- _Supplied data_:
%%
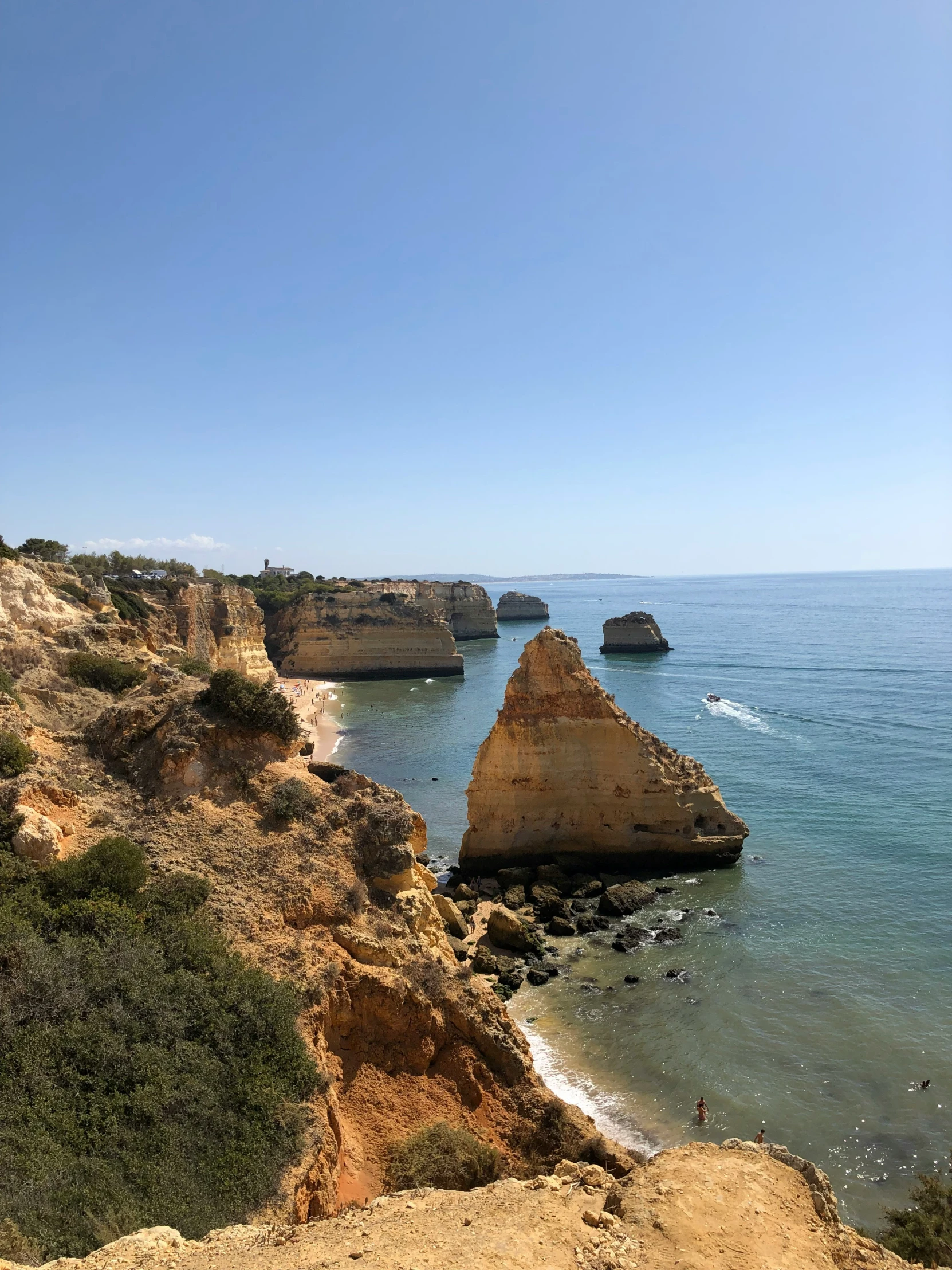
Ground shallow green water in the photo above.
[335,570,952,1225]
%%
%%
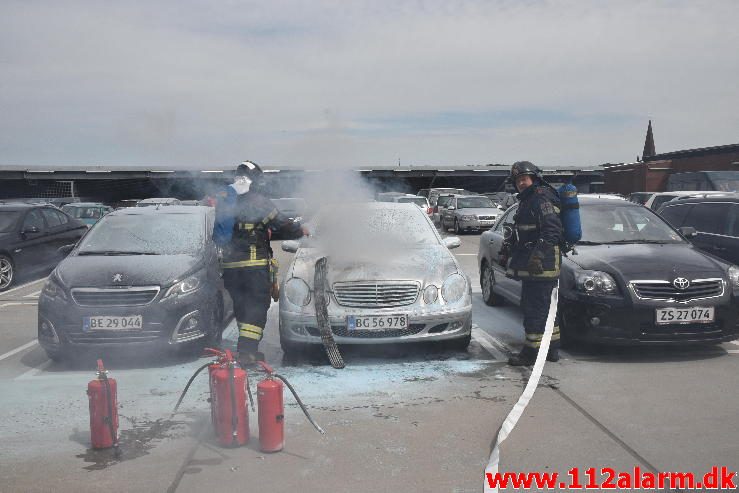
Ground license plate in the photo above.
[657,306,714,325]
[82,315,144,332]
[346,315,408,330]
%%
Locate every line in the listing above that contains the string "photo" (case-sensitive) and copy each such line.

- _Problem solution_:
Ground shallow green water in the photo above.
Ground license plate in the photo above.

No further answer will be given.